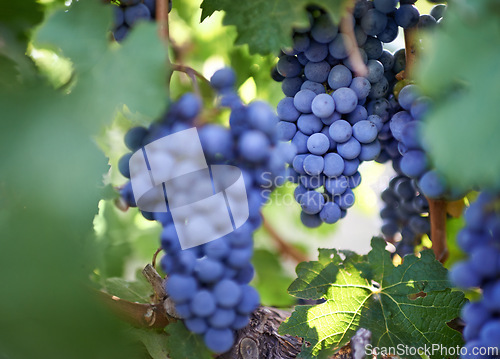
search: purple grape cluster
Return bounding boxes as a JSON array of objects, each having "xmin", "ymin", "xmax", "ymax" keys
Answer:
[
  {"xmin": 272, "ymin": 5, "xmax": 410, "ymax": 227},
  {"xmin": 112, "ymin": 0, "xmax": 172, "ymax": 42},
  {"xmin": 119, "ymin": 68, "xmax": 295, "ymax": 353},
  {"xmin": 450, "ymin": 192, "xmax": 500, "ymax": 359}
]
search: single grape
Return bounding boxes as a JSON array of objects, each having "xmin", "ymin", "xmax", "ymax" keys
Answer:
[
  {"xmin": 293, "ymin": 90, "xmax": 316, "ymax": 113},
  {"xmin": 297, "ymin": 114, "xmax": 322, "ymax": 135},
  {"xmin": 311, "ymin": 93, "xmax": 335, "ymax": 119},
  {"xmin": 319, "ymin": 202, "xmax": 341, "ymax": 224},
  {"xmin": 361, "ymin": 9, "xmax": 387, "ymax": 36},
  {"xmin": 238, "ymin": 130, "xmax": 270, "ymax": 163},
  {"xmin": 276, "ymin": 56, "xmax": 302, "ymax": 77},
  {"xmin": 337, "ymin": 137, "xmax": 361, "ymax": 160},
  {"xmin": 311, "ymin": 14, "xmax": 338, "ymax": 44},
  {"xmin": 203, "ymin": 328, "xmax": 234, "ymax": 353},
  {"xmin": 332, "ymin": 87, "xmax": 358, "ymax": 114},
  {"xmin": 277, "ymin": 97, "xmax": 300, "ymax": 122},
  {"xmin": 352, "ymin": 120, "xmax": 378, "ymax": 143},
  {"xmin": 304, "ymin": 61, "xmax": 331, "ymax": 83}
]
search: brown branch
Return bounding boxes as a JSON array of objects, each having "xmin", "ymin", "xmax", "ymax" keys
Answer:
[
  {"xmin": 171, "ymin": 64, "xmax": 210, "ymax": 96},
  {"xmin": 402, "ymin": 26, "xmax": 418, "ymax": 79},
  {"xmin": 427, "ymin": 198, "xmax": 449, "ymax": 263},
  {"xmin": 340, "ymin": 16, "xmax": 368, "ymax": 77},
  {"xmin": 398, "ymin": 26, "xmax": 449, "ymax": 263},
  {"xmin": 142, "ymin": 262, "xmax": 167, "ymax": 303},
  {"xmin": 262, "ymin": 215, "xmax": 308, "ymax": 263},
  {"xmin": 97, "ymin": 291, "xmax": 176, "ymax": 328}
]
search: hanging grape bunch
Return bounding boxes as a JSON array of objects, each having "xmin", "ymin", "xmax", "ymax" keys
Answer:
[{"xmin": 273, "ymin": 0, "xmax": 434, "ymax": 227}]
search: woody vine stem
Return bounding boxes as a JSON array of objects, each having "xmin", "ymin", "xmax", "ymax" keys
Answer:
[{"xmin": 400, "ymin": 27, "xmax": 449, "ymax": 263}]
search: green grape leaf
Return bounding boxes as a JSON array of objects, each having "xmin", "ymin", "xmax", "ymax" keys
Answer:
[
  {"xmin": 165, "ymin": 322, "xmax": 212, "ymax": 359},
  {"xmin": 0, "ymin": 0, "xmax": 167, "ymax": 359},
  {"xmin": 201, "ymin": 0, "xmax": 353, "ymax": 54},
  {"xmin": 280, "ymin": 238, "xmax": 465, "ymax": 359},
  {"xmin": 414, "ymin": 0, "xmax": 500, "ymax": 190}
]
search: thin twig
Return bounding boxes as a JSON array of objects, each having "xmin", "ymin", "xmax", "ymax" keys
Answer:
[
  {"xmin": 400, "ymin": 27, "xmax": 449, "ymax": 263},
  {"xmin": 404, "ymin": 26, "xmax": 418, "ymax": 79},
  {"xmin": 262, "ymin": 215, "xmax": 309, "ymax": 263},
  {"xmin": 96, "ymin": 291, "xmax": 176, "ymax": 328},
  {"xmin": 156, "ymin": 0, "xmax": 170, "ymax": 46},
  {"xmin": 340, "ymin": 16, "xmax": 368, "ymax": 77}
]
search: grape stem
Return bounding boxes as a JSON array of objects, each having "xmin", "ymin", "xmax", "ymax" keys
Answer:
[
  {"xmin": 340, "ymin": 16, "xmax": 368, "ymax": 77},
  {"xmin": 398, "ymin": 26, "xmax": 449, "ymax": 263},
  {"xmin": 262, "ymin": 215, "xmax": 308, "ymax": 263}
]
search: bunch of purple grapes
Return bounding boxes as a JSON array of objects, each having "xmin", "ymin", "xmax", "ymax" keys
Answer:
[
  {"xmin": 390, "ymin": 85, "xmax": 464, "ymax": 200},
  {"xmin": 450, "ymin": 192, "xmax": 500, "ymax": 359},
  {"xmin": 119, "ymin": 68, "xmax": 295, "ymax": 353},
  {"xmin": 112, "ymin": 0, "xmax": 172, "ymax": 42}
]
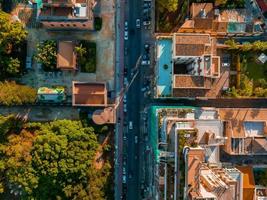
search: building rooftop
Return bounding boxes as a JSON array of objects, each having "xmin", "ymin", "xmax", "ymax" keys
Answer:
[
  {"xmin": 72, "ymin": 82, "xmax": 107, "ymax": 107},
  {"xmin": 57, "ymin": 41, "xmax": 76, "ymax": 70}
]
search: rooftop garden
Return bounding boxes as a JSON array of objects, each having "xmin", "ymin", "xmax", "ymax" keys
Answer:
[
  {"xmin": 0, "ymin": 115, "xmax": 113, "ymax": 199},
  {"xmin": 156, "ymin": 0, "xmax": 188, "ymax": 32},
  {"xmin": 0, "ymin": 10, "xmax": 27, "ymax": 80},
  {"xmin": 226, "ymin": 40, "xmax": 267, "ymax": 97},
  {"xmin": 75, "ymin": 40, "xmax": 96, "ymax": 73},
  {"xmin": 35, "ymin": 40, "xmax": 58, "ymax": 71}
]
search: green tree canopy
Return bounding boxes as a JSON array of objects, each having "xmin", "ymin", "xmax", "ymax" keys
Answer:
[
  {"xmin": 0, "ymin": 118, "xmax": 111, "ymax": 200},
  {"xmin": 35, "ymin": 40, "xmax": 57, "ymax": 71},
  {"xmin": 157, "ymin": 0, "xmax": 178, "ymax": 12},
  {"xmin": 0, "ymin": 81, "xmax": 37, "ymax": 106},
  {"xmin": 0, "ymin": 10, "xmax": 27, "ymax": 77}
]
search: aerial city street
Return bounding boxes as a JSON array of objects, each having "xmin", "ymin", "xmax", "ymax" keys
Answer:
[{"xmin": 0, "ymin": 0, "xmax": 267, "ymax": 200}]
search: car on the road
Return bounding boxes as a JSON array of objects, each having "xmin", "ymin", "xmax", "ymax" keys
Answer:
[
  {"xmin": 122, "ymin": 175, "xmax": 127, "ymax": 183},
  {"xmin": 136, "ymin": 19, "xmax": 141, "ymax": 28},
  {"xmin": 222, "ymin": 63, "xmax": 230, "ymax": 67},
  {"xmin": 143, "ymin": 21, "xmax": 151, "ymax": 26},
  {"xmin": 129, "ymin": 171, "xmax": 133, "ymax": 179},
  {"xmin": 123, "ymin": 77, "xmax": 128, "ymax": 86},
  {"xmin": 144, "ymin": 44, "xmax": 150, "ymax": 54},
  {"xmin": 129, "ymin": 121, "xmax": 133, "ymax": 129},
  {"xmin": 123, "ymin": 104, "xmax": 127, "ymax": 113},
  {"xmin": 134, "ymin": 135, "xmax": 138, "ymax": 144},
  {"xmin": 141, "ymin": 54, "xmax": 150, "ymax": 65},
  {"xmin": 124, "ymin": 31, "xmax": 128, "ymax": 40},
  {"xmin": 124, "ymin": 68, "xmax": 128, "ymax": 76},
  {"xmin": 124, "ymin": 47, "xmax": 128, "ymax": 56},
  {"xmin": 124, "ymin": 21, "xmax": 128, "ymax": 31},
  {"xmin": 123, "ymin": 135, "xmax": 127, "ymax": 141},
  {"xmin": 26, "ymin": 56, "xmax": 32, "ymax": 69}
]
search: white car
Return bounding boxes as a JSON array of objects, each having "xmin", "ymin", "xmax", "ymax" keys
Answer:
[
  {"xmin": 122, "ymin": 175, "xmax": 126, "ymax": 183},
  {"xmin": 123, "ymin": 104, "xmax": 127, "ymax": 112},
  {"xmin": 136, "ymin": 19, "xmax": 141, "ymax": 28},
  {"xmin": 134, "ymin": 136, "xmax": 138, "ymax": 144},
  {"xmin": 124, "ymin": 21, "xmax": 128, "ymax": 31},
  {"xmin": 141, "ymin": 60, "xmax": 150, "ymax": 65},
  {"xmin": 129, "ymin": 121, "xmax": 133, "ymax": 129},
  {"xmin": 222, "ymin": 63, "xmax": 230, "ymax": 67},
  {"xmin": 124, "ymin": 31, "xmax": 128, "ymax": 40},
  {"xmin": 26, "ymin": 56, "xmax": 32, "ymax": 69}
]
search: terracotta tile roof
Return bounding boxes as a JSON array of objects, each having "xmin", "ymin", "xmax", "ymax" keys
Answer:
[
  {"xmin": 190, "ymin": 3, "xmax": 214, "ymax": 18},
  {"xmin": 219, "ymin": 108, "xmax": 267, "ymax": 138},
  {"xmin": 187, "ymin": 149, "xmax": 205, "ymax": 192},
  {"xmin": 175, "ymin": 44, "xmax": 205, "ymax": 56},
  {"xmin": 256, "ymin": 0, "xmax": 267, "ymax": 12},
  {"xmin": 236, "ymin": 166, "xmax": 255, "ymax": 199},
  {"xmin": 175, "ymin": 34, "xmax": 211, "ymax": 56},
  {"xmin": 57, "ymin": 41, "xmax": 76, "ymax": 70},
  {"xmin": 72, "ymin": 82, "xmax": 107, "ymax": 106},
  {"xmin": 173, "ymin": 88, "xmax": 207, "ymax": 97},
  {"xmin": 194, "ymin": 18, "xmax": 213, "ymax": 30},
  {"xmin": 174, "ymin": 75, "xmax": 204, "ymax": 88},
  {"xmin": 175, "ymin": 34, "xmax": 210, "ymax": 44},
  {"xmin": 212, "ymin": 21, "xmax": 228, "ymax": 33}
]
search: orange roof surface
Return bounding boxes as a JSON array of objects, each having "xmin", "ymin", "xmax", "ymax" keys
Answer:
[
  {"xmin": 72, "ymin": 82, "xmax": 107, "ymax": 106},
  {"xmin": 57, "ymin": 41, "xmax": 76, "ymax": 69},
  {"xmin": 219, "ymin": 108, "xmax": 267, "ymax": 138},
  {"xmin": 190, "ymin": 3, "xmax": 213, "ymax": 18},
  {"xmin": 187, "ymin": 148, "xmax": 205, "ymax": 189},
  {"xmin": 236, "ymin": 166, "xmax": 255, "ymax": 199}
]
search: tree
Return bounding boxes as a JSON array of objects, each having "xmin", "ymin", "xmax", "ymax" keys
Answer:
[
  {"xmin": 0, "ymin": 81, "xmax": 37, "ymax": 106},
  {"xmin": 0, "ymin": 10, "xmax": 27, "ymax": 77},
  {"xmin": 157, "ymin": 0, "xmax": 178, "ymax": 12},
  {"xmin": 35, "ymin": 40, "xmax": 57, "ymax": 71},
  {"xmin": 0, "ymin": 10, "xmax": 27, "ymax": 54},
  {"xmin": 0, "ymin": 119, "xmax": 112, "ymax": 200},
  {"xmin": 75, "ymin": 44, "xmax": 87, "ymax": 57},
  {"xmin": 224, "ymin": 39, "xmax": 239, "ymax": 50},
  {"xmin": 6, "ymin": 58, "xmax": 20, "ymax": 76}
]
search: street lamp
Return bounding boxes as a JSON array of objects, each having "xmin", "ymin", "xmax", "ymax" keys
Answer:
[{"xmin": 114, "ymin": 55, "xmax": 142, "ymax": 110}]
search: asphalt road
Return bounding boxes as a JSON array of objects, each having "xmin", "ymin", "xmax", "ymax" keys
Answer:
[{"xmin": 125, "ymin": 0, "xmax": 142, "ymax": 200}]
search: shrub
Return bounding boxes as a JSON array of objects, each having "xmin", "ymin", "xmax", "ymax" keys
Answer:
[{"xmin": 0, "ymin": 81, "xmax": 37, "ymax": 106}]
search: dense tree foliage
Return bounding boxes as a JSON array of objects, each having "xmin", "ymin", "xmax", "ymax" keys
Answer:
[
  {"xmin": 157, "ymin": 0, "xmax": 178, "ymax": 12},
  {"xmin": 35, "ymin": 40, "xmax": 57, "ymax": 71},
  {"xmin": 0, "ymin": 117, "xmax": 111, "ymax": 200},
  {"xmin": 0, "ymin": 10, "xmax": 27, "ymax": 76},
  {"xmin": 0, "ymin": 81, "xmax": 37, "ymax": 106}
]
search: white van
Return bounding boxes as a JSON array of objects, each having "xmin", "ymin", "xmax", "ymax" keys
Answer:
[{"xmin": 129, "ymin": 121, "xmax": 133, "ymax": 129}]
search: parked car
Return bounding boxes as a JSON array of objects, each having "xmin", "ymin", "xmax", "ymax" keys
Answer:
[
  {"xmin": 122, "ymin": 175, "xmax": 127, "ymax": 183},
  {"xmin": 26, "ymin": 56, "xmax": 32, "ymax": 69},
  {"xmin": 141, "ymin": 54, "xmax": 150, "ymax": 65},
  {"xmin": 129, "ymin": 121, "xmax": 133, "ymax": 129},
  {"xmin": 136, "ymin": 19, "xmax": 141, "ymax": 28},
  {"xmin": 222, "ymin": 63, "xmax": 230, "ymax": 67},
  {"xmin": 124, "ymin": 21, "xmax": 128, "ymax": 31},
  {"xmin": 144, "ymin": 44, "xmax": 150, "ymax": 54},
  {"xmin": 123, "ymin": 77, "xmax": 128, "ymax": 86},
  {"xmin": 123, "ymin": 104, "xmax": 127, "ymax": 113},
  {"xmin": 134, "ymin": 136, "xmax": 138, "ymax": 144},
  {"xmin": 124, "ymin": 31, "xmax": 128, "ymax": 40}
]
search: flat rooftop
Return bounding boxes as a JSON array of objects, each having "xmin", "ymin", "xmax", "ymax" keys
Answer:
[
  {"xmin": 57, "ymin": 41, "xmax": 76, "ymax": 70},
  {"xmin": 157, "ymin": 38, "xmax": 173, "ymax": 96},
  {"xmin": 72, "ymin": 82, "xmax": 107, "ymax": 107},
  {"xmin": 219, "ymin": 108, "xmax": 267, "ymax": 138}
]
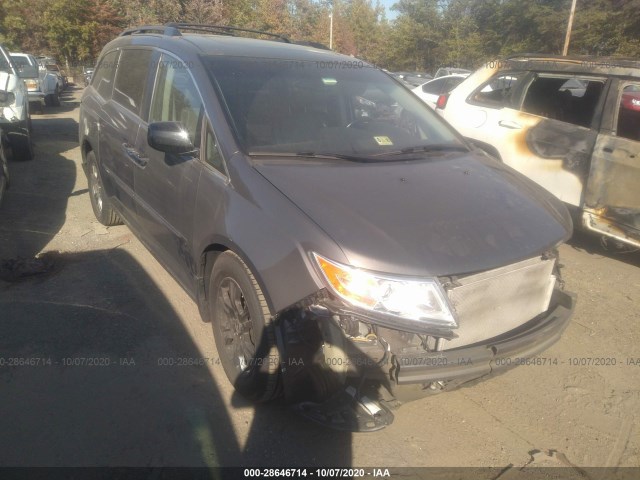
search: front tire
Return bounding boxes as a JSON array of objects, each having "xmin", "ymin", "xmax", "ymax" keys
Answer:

----

### SHORT EXERCISE
Emit an exact copy of the lines from the line bearing "search: white van" through the last line above, inclusive, and leave the images out.

### COMPLETE RESPONSE
search: white van
Return bounding boxes as a JSON array of objects, each having "xmin", "ymin", "xmax", "ymax" keys
Answer:
[{"xmin": 129, "ymin": 121, "xmax": 133, "ymax": 129}]
search: parked car
Return bounding boxes as a JSON array of objects, each having "xmin", "ymin", "xmax", "ymax" keys
Answer:
[
  {"xmin": 122, "ymin": 175, "xmax": 127, "ymax": 183},
  {"xmin": 26, "ymin": 56, "xmax": 32, "ymax": 69},
  {"xmin": 141, "ymin": 54, "xmax": 150, "ymax": 65},
  {"xmin": 129, "ymin": 121, "xmax": 133, "ymax": 129},
  {"xmin": 136, "ymin": 19, "xmax": 141, "ymax": 28},
  {"xmin": 222, "ymin": 63, "xmax": 230, "ymax": 67},
  {"xmin": 124, "ymin": 21, "xmax": 128, "ymax": 31},
  {"xmin": 144, "ymin": 44, "xmax": 150, "ymax": 54},
  {"xmin": 123, "ymin": 77, "xmax": 128, "ymax": 86},
  {"xmin": 123, "ymin": 104, "xmax": 127, "ymax": 113},
  {"xmin": 134, "ymin": 136, "xmax": 138, "ymax": 144},
  {"xmin": 124, "ymin": 31, "xmax": 128, "ymax": 40}
]
search: flat rooftop
Return bounding boxes as a JSON array of objects, each having "xmin", "ymin", "xmax", "ymax" keys
Answer:
[
  {"xmin": 57, "ymin": 41, "xmax": 76, "ymax": 70},
  {"xmin": 157, "ymin": 38, "xmax": 173, "ymax": 96},
  {"xmin": 72, "ymin": 82, "xmax": 107, "ymax": 107},
  {"xmin": 219, "ymin": 108, "xmax": 267, "ymax": 138}
]
search: front tire
Return bounding boxes as a JSON array of objects, each having "xmin", "ymin", "xmax", "ymax" keys
Answer:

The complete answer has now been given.